[Start QUOTED TEXT]

As soon as the helicopter touched the ground on a dusty airfield in southern Afghanistan, the game had been forever changed.
After a decade of sending vulnerable, manpower-intensive, fuel-guzzling ground convoys to resupply troops at far-flung combat outposts in Iraq and Afghanistan -- and seeing those convoys consistently ambushed, blown up or just delayed -- the U.S. Marine Corps had had enough. So, on Dec. 17, 2011, the Corps for the first time delivered supplies to troops using a remotely piloted helicopter.
Dispatched from Camp Dwyer to deliver supplies to Marines at Combat Outpost Payne in Helmand province, the flight delivered 3,500 lb. of food and other supplies, and took about 90 min. to complete, according to officials. But more than the supply drop itself, the flight ranks as a significant moment in a wartime technology boom that has made battlefield advances in unmanned technologies seem almost commonplace.
The Marines have been working on unmanned cargo for several years, and the Corps and the Army have been testing options since at least early 2008. The platform that won all of the Marine competitions and is now flying in Afghanistan is Kaman's manned dual-rotor K-MAX helicopter, which was outfitted by Lockheed Martin with mission management and control systems for less than $47 million under a 2010 award. After years of testing and then charging its way through a five-day Quick Reaction Assessment (QRA) for the U.S. Navy's Cargo Unmanned Aircraft Systems program, two unmanned helos were sent to Afghanistan in October 2011.

[End QUOTED TEXT]
[Start STORED RECORDS]

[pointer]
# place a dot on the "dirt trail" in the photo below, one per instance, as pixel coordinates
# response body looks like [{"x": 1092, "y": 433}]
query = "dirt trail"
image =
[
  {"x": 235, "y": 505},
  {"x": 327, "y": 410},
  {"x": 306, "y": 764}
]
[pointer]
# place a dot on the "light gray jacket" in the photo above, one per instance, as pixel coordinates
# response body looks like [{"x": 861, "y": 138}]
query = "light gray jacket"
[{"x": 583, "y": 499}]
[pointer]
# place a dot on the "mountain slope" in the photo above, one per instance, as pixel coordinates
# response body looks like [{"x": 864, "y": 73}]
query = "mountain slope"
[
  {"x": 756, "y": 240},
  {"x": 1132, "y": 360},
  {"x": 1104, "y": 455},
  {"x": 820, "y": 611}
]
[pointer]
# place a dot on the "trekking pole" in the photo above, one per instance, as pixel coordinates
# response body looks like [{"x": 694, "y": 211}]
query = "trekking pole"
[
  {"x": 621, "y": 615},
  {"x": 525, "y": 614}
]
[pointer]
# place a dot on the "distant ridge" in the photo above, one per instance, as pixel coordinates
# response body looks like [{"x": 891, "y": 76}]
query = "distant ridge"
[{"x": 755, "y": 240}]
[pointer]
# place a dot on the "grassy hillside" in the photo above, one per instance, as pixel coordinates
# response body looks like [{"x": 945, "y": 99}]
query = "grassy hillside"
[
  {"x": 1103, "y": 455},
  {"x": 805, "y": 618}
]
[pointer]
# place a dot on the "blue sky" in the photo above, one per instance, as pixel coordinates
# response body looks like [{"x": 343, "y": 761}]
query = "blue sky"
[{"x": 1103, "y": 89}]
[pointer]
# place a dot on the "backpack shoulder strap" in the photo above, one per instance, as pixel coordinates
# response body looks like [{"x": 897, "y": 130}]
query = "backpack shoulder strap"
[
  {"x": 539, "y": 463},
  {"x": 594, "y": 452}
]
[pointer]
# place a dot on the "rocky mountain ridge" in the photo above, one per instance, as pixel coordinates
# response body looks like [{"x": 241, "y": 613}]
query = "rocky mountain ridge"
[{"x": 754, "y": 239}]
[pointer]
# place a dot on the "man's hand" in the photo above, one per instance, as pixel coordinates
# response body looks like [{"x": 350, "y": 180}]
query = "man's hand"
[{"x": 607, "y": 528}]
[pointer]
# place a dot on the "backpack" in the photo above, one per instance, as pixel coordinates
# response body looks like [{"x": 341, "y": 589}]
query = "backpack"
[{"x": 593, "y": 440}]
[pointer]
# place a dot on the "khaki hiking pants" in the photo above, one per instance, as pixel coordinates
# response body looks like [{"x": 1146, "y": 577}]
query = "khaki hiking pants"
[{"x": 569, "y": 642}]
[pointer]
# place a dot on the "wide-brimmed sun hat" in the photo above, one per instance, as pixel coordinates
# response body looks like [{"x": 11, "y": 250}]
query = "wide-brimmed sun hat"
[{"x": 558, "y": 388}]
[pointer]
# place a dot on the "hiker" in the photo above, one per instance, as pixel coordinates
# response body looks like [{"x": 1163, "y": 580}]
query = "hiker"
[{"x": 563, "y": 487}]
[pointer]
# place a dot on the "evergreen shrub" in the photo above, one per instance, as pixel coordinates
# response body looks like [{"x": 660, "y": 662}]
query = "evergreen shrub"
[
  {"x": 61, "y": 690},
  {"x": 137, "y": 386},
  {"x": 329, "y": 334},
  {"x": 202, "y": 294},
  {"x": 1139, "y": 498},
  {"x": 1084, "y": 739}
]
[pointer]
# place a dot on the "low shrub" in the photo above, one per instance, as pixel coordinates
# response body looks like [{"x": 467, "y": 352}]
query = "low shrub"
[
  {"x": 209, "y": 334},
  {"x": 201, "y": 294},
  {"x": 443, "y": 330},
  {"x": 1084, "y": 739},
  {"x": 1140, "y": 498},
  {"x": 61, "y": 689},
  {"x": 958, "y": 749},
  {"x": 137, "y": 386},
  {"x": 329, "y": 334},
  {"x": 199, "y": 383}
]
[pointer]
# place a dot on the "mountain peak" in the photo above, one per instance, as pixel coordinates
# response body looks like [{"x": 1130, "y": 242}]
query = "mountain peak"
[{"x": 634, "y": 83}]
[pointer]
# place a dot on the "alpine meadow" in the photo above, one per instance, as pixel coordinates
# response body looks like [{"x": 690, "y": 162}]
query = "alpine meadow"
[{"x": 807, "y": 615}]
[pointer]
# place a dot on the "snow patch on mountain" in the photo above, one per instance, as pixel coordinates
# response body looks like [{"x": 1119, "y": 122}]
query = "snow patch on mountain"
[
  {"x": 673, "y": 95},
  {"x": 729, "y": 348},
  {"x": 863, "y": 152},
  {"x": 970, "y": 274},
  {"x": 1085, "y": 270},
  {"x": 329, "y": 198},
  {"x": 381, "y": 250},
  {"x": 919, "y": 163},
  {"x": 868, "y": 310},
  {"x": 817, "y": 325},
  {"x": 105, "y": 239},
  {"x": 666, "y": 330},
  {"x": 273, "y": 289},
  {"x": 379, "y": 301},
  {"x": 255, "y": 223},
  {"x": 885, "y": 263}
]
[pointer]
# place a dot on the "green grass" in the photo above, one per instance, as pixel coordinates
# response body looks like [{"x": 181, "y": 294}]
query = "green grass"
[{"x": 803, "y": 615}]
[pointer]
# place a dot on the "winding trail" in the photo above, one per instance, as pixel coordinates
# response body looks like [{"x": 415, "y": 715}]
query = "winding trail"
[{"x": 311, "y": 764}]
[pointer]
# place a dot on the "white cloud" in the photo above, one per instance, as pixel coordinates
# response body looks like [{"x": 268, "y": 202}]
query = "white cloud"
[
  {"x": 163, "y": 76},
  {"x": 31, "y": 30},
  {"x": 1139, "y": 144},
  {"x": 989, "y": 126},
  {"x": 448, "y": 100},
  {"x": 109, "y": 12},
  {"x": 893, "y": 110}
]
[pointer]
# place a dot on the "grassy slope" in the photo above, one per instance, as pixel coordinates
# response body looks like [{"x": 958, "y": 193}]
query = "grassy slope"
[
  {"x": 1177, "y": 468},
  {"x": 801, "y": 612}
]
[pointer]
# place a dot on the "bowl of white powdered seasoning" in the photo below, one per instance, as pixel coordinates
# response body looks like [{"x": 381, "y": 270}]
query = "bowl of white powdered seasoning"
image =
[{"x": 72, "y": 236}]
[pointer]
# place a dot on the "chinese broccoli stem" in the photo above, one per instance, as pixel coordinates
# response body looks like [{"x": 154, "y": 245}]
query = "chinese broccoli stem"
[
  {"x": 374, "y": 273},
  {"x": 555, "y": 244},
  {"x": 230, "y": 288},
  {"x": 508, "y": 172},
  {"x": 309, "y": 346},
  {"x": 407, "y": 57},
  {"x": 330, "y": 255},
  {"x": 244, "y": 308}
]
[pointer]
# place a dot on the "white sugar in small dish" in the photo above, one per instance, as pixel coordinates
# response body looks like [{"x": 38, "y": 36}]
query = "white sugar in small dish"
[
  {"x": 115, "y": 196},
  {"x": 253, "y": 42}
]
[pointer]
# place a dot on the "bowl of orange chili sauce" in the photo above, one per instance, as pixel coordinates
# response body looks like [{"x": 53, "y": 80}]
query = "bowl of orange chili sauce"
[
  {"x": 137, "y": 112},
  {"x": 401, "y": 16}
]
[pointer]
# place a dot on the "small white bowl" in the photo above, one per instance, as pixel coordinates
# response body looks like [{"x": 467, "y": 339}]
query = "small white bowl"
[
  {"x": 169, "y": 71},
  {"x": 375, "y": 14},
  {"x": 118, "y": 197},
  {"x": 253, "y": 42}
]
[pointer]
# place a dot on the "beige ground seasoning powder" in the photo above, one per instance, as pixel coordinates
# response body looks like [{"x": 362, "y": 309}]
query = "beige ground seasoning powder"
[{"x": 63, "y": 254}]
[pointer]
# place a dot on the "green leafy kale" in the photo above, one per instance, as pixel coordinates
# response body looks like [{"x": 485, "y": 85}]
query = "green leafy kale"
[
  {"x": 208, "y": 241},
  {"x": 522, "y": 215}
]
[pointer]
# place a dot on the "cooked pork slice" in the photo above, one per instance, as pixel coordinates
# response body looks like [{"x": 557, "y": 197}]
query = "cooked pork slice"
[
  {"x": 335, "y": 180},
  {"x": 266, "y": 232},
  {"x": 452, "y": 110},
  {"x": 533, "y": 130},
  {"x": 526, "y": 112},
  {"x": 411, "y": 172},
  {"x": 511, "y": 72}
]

[End STORED RECORDS]

TASK GOAL
In the passage on the Marine Corps' unmanned cargo helicopter, how much food and other supplies did the first flight to Combat Outpost Payne deliver?

EXERCISE RESPONSE
3,500 lb.